*Tareas requeridas*.
[A] Traduce al inglés la siguiente oración del fragmento sobre la relección presidencial: "Pero las encuestas dicen que 60 por ciento de los ciudadanos no quiere la relección del presidente Alemán."
[B] Reproduce textualmente el pasaje del fragmento sobre la relección presidencial que comienza en "El presidente Menem, de" y termina en "una segunda relección.".
[C] Responde estas preguntas con datos del fragmento sobre la relección presidencial:
(i) ¿Cuántas firmas demandaron un plebiscito en Perú?
(ii) ¿Qué ex presidente declaró estar dispuesto a tomar las armas?
(iii) Según las encuestas, ¿qué porcentaje de los ciudadanos de Nicaragua no quiere la relección del presidente Alemán?

*Fragmento de lectura*.

Ahora tenemos presidentes civiles en todas partes, lo que es ya una ventaja consolidada. Pero cuando a alguno de esos presidentes le va bien, o les hacen creer que le va bien, de inmediato le comienzan a soplar en el oído que sin su permanencia en el poder todo lo conquistado va a perderse, y que por tanto es necesario hacer de nuevo lo de siempre, reformar la Constitución Política que por lo general, con insólita terquedad, prohíbe la relección.

Estas maniobras terminan por quitar credibilidad al sistema, y debilitarlo; el viejo expediente repite que la habilidad para gobernar es el arte de una sola persona, y que prescindir de esa persona es entregarse al abismo. Una falsía que ha querido crear el mito de los imprescindibles, a costillas de la modernidad política; y que el abismo que al fin termina abriendo no pocas veces, es el de la corrupción, porque el continuismo viene a ser, para quienes lo favorecen, una patente de corso.

El presidente Menem, de Argentina, no se conformó con una relección, reformada la Constitución, y quería reformarla otra vez, con malas artes, para quedarse un tercer periodo. Un ex presidente tan civilista como Raúl Alfonsín tuvo que decir que si se violentaba la Constitución para dar paso a esa relección, estaba dispuesto a tomar las armas, lo cual revela el dramatismo de mi alegato.

En Perú, 2 millones de firmas demandaron un plebiscito para que fueran los electores quienes decidieran sobre una reforma constitucional que le permitirá a Alberto Fujimori presentarse como candidato por tercera vez. La aplanadora en el Congreso negó el plebiscito. En Panamá, por el contrario, el presidente Ernesto Pérez Balladares se sometió a la consulta popular, lo cual habla muy bien de él; perdió abrumadoramente el plebiscito y no podrá presentarse a una segunda relección.

En Nicaragua, la Constitución cierra ahora las puertas a la relección presidencial, a la sucesión familiar en la presidencia y al parentesco cercano entre el presidente de la república y el jefe del ejército. Estos tres principios de sanidad política, por los que los nicaragüenses han luchado siempre, están ahora en cuestión, y pueden caer abatidos si un pacto político entre el Partido Liberal en el gobierno, y el FSLN en la oposición, facilitan una reforma constitucional para repartirse cuotas de poder, como tantas otras veces en la historia. Pero las encuestas dicen que 60 por ciento de los ciudadanos no quiere la relección del presidente Alemán.

A pesar de las lecciones amargas que el caudillismo ha dejado siempre, la insistencia en quedarse, no parece amainar. El caudillo, aunque ahora no venga de los cuarteles sino de las escuelas de negocios, se cree siempre insustituible, y allí está la raíz del mal. El desarrollo económico no se entiende todavía como el fruto de la concertación a largo plazo, de la estabilidad conseguida con el respeto a las instituciones, y de la continuidad y de la coherencia de los programas de desarrollo, independientemente de quien gobierne, sino de la habilidad insustituible del hombre fuerte, que no es más que un reflejo engañoso en el fondo del mismo viejo espejo. Pero los predestinados siempre volverán a fracasar y a arrastrar a los países en su fracaso. Tenemos casi dos siglos de saberlo.

*Material proporcionado*.
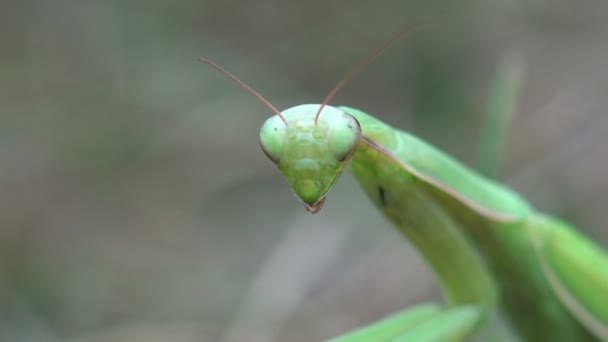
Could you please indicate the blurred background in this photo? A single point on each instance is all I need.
(136, 204)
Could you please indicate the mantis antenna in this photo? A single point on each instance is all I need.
(364, 63)
(244, 86)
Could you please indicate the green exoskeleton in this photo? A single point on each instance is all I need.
(488, 247)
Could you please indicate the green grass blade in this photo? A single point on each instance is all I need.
(500, 110)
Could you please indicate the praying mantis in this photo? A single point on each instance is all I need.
(489, 248)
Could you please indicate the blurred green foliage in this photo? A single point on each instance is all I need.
(136, 205)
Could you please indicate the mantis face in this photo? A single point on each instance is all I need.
(311, 156)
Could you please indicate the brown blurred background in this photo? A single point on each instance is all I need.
(136, 205)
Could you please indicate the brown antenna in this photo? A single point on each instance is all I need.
(364, 63)
(245, 86)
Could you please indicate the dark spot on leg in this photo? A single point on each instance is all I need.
(382, 196)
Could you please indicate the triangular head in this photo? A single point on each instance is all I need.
(311, 154)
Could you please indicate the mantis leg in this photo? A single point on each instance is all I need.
(576, 270)
(425, 322)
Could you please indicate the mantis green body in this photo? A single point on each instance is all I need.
(488, 247)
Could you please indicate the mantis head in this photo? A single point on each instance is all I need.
(311, 149)
(311, 153)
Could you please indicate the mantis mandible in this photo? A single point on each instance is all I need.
(488, 247)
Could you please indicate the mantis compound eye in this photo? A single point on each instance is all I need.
(272, 136)
(344, 137)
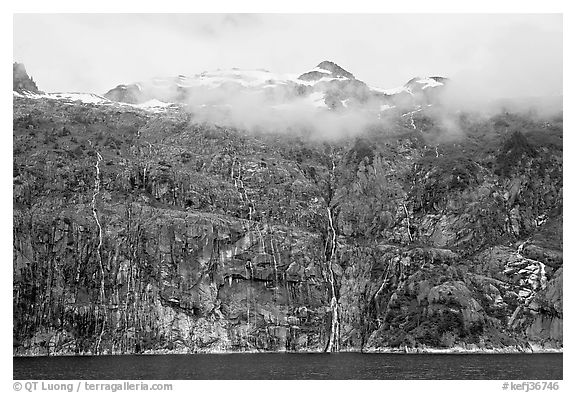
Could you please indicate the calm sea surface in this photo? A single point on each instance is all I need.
(293, 366)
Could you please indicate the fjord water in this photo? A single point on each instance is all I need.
(293, 366)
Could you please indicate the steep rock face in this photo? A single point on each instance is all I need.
(137, 232)
(21, 82)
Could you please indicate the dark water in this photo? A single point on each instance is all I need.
(293, 366)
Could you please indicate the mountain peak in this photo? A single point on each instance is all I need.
(326, 69)
(335, 69)
(21, 81)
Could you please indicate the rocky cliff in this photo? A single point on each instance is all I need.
(138, 232)
(21, 81)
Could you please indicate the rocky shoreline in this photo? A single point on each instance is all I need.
(458, 350)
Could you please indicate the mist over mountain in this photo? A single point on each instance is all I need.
(241, 210)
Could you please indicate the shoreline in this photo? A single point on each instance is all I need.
(536, 350)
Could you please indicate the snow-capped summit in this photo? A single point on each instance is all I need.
(326, 69)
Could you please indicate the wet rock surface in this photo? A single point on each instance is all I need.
(137, 232)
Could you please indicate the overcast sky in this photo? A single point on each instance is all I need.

*Respuestas por tarea*.
[A] But the polls say that 60 percent of citizens do not want President Alemán's reelection.

[B]
El presidente Menem, de Argentina, no se conformó con una relección, reformada la Constitución, y quería reformarla otra vez, con malas artes, para quedarse un tercer periodo. Un ex presidente tan civilista como Raúl Alfonsín tuvo que decir que si se violentaba la Constitución para dar paso a esa relección, estaba dispuesto a tomar las armas, lo cual revela el dramatismo de mi alegato.

En Perú, 2 millones de firmas demandaron un plebiscito para que fueran los electores quienes decidieran sobre una reforma constitucional que le permitirá a Alberto Fujimori presentarse como candidato por tercera vez. La aplanadora en el Congreso negó el plebiscito. En Panamá, por el contrario, el presidente Ernesto Pérez Balladares se sometió a la consulta popular, lo cual habla muy bien de él; perdió abrumadoramente el plebiscito y no podrá presentarse a una segunda relección.

[C]
(i) 2 millones.
(ii) Raúl Alfonsín.
(iii) El 60 por ciento.